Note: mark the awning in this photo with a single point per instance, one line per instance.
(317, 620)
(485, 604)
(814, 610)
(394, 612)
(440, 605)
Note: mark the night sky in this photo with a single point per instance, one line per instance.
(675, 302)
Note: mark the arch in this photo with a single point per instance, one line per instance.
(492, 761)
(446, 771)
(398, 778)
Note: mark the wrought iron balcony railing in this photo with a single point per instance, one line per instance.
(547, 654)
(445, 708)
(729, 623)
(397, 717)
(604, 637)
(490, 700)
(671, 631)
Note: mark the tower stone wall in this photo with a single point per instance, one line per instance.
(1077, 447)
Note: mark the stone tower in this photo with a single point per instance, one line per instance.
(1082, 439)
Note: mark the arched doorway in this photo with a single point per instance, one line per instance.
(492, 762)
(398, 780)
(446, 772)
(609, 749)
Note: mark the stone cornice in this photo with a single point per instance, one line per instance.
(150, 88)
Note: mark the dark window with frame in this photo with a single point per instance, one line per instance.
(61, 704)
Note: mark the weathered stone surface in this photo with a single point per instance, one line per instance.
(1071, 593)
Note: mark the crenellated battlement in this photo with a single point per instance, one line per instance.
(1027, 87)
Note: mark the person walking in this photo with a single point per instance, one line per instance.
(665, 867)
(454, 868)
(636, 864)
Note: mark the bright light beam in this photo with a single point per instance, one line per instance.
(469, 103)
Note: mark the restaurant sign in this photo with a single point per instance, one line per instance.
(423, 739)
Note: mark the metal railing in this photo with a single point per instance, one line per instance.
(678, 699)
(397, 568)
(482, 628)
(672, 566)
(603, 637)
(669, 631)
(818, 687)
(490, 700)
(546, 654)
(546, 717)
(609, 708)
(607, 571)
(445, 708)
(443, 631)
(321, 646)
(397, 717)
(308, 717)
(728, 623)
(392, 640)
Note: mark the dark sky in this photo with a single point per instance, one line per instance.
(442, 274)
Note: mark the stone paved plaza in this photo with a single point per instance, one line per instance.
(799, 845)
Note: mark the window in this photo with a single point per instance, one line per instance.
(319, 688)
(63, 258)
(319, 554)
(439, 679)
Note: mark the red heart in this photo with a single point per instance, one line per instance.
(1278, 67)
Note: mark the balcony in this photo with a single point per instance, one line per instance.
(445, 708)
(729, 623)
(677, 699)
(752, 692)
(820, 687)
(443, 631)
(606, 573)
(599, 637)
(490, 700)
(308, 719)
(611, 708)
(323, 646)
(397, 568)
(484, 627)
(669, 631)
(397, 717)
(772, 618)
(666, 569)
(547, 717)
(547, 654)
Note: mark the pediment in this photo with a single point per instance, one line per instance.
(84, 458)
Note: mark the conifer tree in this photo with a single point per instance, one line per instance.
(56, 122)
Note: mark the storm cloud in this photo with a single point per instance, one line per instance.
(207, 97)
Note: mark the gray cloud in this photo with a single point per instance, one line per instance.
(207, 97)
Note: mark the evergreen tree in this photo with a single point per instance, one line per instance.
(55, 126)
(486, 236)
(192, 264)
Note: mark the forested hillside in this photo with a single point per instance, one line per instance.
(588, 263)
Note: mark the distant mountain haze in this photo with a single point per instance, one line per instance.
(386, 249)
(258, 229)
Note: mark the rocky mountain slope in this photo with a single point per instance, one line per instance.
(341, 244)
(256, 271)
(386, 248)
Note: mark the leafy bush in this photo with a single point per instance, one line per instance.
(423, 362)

YOUR INSTRUCTIONS: A complete and exact repetition of the entries is required.

WRITTEN SOLUTION:
Note: mark the awning in this photo with a single point per instance, one line per instance.
(317, 620)
(485, 604)
(814, 610)
(394, 612)
(440, 605)
Note: mark the night sky in this photo with a single point per instance, one line per instance.
(675, 302)
Note: mark the arch in this photo with a single point per instance, one line per instance.
(492, 761)
(446, 771)
(398, 778)
Note: mark the wrought iron balcony railing in this photo with a single point per instance, one line per instance.
(547, 654)
(445, 708)
(729, 623)
(397, 717)
(604, 637)
(490, 700)
(671, 631)
Note: mark the tower stone wall in this photo with a single point per instance, one line per instance.
(1077, 447)
Note: mark the stone tower in this photo with a single point per instance, one line per instance.
(1082, 439)
Note: mark the arched doorway in this photo with a single point per instance, one line per instance.
(492, 762)
(398, 780)
(446, 772)
(609, 749)
Note: mark the stone cornice in this photo with a single point per instance, one line per instance.
(150, 88)
Note: mark the dark window with frame in this photo with a single point per instance, one line per instance.
(61, 704)
Note: mark the weathered stone surface in this photo with a single point per instance, one line per instance.
(1071, 593)
Note: mark the crenellated battlement in this photo with a single point per instance, one line per instance.
(1027, 87)
Note: mark the person walking in this photo with a single point per instance, one line per instance.
(665, 867)
(454, 868)
(636, 864)
Note: mark the bright light beam in this photo with a single point per instance, one line per instance.
(469, 103)
Note: mark the restaurant sign in this photo with a single point per instance, one line per instance.
(423, 739)
Note: mark the metal railing in this photo with a single point per instance, one line per instance.
(678, 699)
(397, 568)
(482, 628)
(672, 566)
(603, 637)
(669, 631)
(818, 687)
(490, 700)
(546, 654)
(546, 717)
(609, 708)
(607, 571)
(445, 708)
(443, 631)
(321, 646)
(397, 717)
(308, 717)
(728, 623)
(392, 640)
Note: mark the dark sky in this photo with a single point per instance, one line per instance.
(442, 274)
Note: mark the stone paved plaza in this photo with a single point per instance, one line per instance.
(799, 845)
Note: mark the window in this photo with a single point per instance, one line per instance.
(319, 688)
(63, 258)
(319, 554)
(439, 679)
Note: mark the red heart in this photo with a single point per instance, one line per instance.
(1278, 67)
Note: mark the balcony in this photo with a single point per instance, one line per instance.
(445, 708)
(729, 623)
(677, 699)
(752, 692)
(820, 687)
(443, 631)
(606, 573)
(599, 637)
(490, 700)
(308, 719)
(611, 708)
(323, 646)
(397, 568)
(484, 627)
(669, 631)
(397, 717)
(772, 618)
(666, 569)
(547, 717)
(547, 654)
Note: mark the pediment in this photo with a single point per instance, one line per instance.
(84, 458)
Note: mark the conifer tree in this photo with a single point per instance, one line per instance.
(56, 122)
Note: mark the storm cloud in this photo with a single point per instance, one line per instance.
(207, 97)
Note: mark the gray cloud in this photo with a single point per instance, one line per instance.
(207, 97)
Note: mark the evergreen tree in this photo with a single point per instance, one line per instance.
(55, 126)
(486, 236)
(192, 264)
Note: mark the forested hillside in this photo with a single point per instance, one line per instance.
(588, 263)
Note: mark the distant mountain haze in this photo with a single point per instance, one line per instance.
(386, 249)
(258, 229)
Note: mark the rocky mountain slope in this photo with a single point per instance, one line per instance.
(341, 244)
(256, 271)
(386, 248)
Note: mark the leafy bush in this photo with a single point per instance, one line per instance.
(423, 362)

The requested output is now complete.